# PASSAGE SHOWN:
Managing Director, Kochi Metro Rail Limited
- In office 31 August 2021 – 31 August 2026

State Police Chief of Kerala
- In office 1 July 2017 – 30 June 2021
- Preceded by: T. P. Senkumar IPS
- Succeeded by: Anil Kant IPS

State Police Chief of Kerala
- In office 1 June 2016 – 6 May 2017
- Preceded by: T. P. Senkumar IPS
- Succeeded by: T. P. Senkumar IPS

Director, Vigilance and Anti Corruption Bureau, Kerala
- In office 1 April 2017 – 15 February 2018
- Preceded by: Jacob Thomas IPS
- Succeeded by: N. C. Asthana IPS

Director General of Prisons and Correctional Services, Kerala
- In office 1 June 2015 – 8 December 2015
- Preceded by: T. P. Senkumar IPS
- Succeeded by: Rishi Raj Singh IPS

Director General of Kerala Fire and Rescue Services

Personal details
- Born: 17 June 1961 (age 65) Bhubaneswar, Odisha, India
- Occupation: Police officer
- Police career
- Department: Kerala Police
- Service years: 1985–2021
- Status: Retired DGP
- Rank: Director General of Police
- Batch: 1985
- Cadre: Indian Police Service (Kerala Cadre)

# ACTIONS TO TAKE:
a - Retype the stretch of the officer profile from "Personal details" through "Service (Kerala Cadre)", keeping every character identical.
b - In the officer profile, where was the officer born?
The items that come after this have no part in the work here.

# MATERIAL SUPPLIED:
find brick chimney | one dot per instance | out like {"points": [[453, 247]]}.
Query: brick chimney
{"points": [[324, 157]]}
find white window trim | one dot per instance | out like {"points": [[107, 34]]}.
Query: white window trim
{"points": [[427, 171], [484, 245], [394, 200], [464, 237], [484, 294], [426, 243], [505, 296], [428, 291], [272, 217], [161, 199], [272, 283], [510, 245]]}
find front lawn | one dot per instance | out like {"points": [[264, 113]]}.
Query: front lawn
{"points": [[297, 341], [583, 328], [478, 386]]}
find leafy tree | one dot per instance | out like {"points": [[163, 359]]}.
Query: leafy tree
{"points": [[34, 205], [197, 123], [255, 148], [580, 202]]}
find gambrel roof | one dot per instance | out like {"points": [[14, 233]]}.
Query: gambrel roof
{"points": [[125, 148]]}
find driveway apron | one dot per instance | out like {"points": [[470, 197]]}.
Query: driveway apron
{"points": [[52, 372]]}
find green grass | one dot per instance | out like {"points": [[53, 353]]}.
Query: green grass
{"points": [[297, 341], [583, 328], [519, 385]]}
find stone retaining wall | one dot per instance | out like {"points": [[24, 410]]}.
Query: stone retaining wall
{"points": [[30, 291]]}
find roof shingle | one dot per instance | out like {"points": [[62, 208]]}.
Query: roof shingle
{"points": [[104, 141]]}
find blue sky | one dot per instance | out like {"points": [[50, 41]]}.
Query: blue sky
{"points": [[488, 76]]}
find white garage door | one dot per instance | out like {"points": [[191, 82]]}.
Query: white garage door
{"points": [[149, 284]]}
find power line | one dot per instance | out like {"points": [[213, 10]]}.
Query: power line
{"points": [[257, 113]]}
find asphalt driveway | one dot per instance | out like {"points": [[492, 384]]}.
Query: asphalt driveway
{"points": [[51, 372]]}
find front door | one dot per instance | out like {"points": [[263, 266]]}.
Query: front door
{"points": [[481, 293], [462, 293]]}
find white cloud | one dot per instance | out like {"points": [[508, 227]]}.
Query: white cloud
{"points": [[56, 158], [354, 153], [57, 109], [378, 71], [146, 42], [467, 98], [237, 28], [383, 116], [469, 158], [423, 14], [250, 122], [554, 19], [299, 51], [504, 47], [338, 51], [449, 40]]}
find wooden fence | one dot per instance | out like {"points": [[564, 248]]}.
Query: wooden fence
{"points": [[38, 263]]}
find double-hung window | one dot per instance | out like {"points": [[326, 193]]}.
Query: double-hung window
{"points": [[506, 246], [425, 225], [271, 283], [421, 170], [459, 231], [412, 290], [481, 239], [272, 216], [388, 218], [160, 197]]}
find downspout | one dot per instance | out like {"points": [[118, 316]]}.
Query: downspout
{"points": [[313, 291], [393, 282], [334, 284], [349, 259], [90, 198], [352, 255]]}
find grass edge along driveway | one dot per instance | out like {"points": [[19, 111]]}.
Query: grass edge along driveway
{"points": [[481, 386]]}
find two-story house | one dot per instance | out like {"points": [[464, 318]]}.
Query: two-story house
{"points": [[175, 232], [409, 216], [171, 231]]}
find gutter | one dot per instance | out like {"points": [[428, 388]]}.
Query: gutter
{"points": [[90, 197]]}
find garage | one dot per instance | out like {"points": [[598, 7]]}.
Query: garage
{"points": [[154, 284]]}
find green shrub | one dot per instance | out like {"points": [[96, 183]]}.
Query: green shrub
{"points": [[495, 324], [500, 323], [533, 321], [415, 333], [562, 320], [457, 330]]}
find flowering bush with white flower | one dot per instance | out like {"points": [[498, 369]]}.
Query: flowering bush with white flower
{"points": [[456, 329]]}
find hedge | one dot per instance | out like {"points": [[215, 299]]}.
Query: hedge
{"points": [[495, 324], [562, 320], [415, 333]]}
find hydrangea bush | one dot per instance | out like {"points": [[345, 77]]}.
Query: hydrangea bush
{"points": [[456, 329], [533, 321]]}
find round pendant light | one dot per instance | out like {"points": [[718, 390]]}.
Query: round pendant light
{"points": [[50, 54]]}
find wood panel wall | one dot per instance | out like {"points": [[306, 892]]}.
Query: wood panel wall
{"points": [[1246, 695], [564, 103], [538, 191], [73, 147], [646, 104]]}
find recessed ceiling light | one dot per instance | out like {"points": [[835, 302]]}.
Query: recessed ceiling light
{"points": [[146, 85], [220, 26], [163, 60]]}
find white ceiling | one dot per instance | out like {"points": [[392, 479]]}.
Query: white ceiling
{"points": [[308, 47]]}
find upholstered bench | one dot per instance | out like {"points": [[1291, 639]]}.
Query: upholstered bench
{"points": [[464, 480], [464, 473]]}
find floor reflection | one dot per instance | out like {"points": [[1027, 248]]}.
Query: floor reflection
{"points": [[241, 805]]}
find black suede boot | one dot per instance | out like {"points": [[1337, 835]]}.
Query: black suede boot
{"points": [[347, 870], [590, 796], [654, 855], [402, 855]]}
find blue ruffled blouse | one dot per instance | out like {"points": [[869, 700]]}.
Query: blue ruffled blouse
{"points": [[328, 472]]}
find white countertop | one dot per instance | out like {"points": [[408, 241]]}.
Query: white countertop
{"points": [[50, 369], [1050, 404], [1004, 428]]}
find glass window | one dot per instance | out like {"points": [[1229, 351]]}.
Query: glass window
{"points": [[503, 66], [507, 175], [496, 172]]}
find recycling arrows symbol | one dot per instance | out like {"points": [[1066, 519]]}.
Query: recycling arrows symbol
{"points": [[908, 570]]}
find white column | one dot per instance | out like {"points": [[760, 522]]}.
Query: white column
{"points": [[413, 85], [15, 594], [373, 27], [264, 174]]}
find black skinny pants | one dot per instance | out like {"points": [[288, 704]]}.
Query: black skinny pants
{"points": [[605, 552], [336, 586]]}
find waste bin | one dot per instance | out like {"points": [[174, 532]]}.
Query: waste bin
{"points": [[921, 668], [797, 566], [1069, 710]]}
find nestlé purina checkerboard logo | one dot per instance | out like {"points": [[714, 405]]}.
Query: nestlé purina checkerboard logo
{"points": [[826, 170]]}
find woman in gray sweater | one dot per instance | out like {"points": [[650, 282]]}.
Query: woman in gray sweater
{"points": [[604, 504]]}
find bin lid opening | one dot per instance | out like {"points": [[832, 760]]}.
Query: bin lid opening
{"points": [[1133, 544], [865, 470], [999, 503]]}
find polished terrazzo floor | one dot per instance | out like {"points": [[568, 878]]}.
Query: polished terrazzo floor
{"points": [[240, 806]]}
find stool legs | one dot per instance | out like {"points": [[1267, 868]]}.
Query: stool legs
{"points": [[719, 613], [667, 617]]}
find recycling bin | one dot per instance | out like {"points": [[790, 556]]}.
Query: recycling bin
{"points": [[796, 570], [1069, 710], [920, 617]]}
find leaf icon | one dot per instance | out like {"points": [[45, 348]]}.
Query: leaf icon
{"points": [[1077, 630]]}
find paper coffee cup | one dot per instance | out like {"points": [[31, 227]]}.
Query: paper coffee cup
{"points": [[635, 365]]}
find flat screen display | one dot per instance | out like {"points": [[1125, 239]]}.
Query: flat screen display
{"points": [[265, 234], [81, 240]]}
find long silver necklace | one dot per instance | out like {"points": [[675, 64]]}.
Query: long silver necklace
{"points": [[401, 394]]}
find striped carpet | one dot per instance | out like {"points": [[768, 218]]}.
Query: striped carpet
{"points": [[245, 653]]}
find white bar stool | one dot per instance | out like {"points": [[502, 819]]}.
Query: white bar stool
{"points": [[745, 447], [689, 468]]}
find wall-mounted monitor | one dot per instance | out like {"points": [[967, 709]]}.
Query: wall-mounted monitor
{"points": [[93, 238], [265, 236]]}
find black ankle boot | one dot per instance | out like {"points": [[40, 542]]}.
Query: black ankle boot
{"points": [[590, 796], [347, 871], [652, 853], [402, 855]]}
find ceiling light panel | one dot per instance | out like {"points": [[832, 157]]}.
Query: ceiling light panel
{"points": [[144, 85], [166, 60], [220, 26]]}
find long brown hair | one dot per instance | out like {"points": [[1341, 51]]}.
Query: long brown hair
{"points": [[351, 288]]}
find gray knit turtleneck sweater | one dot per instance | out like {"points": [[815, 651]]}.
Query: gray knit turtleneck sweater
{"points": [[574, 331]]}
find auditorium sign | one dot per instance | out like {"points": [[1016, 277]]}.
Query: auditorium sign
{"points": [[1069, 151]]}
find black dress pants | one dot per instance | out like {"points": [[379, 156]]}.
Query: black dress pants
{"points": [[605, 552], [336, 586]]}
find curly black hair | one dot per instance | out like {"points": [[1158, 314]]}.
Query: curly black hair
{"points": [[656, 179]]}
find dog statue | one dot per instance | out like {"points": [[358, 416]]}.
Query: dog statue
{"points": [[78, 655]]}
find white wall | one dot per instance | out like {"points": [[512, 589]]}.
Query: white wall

# SOLUTIONS:
a -
Personal details
- Born: 17 June 1961 (age 65) Bhubaneswar, Odisha, India
- Occupation: Police officer
- Police career
- Department: Kerala Police
- Service years: 1985–2021
- Status: Retired DGP
- Rank: Director General of Police
- Batch: 1985
- Cadre: Indian Police Service (Kerala Cadre)

b - Bhubaneswar, Odisha, India.